## LISTE DES CONSIGNES
(1) D’après le texte retenu, quels auteurs ont analysé le phénomène du français populaire ivoirien ?
(2) Veuillez dire si chacune des affirmations suivantes concorde avec le texte retenu, en répondant par oui ou non et en citant les mots qui tranchent : (a) le français populaire ivoirien y est présenté comme une appropriation « locale » du français ; (b) l’affirmation identitaire n’y concerne que la publicité de la médecine traditionnelle ; (c) le travail de Jérémie Kouadio y est daté de 2014.

Aussi, la donne linguistique dans le domaine concerné se présente-elle comme l’expression d’une
véritable appropriation du français par les ivoiriens avec des caractéristiques particularisantes.
Que l’on s’arrête à la publicité en général, ou que l’on s’intéresse spécifiquement à la forme
qu’elle prend dans la médecine traditionnelle, il y a une affirmation identitaire.
Qu’est-ce qui favorise l’hybridisme linguistique que l’on observe au niveau de la publicité dans la
médecine traditionnelle ? Comment interpréter cet état des choses ? Qu’est-ce qui caractérise le
code-mixing dans la publicité de la médecine traditionnelle ? Le choix d’un mot ou d’une
expression d’une langue dans le mixing est-il fortuit/accidentel ou intentionnel ?
Le phénomène du français populaire ivoirien a été analysé par plusieurs auteurs tels que Akissi
Boutin (2002), Jérémie Kouadio (2008), Alain Aboa (2014), comme une appropriation « locale »
du français. Mais pourquoi s’approprier une langue étrangère ? En d’autres mots, quels sont les
enjeux de cette appropriation linguistique ?

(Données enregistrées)
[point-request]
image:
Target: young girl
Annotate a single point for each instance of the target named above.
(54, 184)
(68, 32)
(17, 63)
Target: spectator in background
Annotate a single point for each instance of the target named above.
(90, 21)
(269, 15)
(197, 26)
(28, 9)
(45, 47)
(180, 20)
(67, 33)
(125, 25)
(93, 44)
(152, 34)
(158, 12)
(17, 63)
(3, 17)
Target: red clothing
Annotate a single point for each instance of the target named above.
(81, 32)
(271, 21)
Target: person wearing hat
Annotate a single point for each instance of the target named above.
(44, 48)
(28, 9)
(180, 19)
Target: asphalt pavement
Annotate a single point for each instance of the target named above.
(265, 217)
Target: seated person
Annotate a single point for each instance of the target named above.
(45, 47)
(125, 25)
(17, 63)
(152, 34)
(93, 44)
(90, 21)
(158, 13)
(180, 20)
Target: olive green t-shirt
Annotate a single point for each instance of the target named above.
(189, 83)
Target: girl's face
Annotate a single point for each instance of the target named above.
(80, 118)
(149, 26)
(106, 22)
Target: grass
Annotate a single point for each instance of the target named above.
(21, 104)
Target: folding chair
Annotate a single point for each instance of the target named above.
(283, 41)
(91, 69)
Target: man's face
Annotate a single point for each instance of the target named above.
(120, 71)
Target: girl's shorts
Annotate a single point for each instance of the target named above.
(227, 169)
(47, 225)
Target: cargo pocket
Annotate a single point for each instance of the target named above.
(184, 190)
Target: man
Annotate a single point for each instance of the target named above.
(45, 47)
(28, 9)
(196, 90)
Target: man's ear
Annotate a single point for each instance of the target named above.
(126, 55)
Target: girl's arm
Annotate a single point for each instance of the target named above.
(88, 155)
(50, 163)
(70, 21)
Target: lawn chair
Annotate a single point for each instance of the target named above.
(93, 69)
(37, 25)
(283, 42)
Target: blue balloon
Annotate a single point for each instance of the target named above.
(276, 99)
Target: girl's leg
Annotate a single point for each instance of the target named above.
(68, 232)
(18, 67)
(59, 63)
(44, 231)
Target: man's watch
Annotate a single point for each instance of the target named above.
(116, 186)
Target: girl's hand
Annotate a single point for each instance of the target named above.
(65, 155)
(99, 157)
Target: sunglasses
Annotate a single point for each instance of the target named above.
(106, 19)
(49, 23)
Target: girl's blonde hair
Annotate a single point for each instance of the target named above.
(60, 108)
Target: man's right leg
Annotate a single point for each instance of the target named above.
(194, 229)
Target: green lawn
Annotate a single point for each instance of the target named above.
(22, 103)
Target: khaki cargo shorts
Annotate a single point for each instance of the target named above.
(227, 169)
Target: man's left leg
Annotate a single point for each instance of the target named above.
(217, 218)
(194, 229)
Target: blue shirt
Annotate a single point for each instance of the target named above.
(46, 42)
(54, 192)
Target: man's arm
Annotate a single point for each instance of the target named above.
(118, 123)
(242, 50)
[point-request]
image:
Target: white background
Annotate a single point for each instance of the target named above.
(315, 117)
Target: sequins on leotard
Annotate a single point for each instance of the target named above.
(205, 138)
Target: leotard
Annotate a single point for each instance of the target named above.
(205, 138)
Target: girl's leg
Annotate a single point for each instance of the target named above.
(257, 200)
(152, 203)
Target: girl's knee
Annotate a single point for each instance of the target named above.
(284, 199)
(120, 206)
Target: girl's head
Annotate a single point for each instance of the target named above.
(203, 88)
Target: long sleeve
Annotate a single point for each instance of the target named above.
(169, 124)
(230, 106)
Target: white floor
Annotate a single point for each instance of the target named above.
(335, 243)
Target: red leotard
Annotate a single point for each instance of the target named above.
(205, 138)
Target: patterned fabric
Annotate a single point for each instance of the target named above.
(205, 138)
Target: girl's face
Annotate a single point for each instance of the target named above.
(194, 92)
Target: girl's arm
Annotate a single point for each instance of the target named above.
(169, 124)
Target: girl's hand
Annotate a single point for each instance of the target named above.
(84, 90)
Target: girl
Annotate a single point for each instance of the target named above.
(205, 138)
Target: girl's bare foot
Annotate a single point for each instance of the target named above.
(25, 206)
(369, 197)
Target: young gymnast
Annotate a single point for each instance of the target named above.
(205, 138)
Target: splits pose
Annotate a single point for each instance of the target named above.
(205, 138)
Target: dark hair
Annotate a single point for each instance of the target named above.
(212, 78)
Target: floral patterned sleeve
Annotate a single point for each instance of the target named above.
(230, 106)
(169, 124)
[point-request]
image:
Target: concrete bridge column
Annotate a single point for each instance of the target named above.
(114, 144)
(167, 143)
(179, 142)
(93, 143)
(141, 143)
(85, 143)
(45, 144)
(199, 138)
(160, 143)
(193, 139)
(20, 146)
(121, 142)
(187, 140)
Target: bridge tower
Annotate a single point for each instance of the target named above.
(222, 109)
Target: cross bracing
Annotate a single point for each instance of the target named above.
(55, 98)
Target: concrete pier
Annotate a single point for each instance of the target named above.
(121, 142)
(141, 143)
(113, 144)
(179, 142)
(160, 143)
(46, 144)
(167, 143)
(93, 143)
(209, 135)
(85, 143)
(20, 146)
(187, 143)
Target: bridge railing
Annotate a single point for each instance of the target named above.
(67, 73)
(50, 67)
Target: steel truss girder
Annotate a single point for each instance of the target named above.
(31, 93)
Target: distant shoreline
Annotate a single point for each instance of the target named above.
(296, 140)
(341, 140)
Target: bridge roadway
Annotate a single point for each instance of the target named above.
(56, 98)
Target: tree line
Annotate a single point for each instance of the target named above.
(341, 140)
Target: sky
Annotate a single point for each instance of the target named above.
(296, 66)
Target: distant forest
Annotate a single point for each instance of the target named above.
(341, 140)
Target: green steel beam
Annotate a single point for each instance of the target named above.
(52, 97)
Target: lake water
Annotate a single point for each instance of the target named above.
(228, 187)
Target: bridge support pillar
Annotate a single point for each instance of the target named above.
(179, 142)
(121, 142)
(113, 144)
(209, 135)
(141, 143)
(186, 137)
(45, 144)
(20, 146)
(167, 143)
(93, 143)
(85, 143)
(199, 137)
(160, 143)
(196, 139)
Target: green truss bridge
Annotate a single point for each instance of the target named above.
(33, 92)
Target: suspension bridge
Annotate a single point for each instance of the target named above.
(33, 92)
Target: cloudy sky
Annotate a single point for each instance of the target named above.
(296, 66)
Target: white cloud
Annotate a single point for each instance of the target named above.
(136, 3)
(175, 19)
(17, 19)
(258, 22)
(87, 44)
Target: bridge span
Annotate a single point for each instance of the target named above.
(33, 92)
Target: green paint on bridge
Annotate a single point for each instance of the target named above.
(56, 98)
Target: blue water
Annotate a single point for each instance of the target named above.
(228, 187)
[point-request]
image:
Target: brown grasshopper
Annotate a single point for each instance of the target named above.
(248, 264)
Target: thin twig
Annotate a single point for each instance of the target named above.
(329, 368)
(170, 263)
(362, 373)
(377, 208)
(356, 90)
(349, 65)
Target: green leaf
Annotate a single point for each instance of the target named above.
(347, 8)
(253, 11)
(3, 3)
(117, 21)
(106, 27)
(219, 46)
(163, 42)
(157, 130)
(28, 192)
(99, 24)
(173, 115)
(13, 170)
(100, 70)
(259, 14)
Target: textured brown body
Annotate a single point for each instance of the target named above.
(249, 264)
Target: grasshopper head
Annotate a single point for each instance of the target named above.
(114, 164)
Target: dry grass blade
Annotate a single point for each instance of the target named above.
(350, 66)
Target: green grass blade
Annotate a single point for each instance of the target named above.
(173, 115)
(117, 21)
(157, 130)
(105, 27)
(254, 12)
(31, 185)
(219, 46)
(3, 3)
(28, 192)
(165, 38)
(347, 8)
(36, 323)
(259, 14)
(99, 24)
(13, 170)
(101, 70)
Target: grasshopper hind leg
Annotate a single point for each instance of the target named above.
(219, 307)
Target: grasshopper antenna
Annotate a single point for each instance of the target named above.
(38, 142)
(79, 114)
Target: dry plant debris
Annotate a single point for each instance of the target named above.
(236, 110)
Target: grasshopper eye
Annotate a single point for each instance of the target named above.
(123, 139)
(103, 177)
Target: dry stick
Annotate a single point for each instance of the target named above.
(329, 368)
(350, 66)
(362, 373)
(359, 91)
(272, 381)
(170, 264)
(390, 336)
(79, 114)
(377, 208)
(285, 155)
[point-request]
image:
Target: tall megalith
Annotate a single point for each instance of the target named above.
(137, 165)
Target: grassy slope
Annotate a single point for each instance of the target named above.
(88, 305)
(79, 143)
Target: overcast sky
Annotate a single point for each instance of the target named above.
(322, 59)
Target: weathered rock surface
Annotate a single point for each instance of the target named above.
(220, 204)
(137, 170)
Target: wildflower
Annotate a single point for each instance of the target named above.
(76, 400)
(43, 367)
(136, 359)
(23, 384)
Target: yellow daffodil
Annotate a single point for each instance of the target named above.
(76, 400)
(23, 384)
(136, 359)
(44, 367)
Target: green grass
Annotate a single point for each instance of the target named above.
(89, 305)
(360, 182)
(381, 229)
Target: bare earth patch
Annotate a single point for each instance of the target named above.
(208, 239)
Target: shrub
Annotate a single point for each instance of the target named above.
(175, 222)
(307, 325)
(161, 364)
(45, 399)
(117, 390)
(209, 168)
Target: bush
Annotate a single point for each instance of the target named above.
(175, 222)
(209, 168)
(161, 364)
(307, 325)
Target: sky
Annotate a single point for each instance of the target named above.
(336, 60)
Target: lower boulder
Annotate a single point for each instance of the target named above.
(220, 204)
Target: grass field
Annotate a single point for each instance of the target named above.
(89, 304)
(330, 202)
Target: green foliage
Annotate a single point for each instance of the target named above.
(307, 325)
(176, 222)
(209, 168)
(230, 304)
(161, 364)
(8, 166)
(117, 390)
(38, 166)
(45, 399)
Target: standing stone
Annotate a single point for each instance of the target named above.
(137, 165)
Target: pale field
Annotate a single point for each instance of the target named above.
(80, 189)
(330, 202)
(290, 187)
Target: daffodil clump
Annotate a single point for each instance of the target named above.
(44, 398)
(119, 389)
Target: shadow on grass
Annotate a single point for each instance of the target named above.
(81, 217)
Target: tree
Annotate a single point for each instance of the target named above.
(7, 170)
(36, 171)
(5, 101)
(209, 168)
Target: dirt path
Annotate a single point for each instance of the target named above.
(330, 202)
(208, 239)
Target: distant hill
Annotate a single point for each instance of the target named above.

## RÉPONSES AUX CONSIGNES
(1) Akissi Boutin (2002), Jérémie Kouadio (2008) et Alain Aboa (2014).

(2)
(a) Oui : « comme une appropriation « locale » du français ».
(b) Non : « Que l’on s’arrête à la publicité en général, ou que l’on s’intéresse spécifiquement à la forme qu’elle prend dans la médecine traditionnelle, il y a une affirmation identitaire ».
(c) Non : « Jérémie Kouadio (2008) ».